Starting at the line that contains "Target: water" in the listing below, write out every line word for word until you have written the line that contains "the red flag?".
•••••
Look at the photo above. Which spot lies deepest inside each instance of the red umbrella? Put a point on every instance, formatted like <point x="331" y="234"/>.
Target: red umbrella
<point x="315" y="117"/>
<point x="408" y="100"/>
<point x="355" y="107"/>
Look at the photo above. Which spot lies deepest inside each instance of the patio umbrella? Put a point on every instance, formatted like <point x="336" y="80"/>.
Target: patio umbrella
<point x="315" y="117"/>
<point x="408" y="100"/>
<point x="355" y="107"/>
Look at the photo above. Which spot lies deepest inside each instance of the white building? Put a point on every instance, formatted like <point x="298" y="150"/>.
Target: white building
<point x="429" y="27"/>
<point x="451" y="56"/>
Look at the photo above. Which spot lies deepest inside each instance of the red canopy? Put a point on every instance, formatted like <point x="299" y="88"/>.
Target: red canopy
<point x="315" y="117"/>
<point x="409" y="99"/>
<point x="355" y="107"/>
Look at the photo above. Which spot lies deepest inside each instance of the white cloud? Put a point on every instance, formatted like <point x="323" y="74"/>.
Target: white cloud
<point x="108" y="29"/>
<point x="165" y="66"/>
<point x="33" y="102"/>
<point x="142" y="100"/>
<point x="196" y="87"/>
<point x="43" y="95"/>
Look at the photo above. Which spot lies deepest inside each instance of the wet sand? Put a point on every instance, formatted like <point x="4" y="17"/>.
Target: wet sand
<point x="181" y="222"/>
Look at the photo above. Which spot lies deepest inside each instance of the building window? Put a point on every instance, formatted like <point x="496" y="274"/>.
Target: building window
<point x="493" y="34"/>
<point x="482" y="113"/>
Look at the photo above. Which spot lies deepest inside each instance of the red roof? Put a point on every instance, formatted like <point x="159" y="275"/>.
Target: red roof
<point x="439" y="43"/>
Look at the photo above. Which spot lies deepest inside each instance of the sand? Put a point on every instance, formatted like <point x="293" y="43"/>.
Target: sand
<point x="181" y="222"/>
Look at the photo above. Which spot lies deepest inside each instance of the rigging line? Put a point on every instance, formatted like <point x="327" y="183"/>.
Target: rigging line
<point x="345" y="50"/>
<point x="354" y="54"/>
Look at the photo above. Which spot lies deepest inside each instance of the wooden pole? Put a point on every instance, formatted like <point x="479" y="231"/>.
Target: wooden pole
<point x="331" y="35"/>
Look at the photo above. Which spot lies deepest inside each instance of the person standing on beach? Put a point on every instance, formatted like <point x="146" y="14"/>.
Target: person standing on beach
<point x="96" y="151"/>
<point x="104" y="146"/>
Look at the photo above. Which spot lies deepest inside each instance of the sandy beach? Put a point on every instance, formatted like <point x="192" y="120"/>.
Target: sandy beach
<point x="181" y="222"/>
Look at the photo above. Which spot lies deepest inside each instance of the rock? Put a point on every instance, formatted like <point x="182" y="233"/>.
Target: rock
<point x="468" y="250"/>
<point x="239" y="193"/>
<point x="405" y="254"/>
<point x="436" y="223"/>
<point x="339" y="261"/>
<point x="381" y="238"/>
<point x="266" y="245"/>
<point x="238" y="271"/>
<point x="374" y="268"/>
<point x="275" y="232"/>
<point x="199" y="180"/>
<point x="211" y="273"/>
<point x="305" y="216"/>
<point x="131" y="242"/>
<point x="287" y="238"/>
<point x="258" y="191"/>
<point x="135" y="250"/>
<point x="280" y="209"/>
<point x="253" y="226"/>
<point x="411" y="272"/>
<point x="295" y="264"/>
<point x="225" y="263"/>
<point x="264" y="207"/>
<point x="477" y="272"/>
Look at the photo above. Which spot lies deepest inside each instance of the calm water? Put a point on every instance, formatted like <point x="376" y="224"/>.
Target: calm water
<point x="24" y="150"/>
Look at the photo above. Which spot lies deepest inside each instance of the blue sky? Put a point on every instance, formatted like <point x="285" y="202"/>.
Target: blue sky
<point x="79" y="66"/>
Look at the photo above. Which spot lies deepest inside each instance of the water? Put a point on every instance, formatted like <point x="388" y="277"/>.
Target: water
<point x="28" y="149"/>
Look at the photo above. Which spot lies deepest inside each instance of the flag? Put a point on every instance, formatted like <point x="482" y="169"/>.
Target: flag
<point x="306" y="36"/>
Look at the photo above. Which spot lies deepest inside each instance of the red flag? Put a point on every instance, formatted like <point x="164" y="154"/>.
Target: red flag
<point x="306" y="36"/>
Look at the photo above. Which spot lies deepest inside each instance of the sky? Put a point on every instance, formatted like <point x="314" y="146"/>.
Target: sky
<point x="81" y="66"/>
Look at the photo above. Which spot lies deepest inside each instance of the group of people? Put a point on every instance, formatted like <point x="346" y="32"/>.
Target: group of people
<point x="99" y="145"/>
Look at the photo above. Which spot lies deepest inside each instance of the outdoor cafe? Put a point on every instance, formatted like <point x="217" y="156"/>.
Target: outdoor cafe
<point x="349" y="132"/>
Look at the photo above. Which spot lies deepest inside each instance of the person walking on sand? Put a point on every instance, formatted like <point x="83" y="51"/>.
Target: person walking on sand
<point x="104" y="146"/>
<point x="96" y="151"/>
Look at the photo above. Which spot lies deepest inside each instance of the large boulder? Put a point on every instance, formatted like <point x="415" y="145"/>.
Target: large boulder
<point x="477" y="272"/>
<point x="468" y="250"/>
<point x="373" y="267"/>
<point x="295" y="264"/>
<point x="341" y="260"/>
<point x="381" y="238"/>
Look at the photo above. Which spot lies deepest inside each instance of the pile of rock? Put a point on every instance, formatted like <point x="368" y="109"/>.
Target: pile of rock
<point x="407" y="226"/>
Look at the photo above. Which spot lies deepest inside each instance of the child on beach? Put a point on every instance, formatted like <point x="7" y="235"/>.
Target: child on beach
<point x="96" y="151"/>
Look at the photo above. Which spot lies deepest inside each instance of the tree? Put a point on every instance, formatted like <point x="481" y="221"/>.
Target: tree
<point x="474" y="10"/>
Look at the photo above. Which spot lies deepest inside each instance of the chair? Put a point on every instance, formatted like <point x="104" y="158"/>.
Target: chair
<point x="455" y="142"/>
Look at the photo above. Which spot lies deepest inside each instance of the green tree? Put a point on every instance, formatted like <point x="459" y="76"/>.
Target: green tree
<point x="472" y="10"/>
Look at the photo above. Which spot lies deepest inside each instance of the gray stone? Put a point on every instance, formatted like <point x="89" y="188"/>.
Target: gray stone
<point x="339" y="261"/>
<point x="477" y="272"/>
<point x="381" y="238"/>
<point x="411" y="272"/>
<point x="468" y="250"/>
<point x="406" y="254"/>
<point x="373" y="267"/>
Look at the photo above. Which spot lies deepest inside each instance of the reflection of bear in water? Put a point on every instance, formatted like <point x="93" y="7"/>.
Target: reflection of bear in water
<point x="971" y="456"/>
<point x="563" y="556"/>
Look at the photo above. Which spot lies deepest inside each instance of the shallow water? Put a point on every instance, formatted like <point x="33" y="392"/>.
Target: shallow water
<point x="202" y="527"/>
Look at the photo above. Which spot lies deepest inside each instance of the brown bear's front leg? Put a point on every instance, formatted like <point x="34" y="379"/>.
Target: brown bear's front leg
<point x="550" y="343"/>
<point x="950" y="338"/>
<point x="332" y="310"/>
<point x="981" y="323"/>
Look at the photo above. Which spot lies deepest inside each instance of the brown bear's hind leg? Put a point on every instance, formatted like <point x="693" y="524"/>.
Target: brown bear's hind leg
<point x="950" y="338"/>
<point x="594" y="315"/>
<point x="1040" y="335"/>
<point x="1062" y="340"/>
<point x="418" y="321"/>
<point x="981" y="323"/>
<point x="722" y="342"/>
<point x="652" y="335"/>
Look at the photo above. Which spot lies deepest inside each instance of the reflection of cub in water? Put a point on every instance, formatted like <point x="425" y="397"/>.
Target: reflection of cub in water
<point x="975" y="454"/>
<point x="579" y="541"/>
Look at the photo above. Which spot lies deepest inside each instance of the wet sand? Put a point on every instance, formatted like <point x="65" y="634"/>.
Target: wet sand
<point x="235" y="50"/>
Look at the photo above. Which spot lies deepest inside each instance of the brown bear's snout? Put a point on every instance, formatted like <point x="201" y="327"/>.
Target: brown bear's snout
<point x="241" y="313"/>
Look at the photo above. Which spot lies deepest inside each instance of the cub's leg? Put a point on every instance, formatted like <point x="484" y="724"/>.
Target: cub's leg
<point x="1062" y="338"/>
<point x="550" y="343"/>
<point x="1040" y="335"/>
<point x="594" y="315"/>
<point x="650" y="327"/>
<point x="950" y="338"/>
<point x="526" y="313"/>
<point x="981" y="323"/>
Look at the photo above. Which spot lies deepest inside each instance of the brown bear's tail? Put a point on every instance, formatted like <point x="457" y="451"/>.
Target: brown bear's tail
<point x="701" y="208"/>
•••••
▶ **Finished exercise**
Target: water
<point x="28" y="149"/>
Look at the photo above. Which spot lies deepest inside each instance of the flag? Put a point on every instance, formatted like <point x="482" y="169"/>.
Target: flag
<point x="306" y="36"/>
Look at the photo above. Which spot lies deepest inside each instance of the red flag? Put a point on every instance, formatted like <point x="164" y="154"/>.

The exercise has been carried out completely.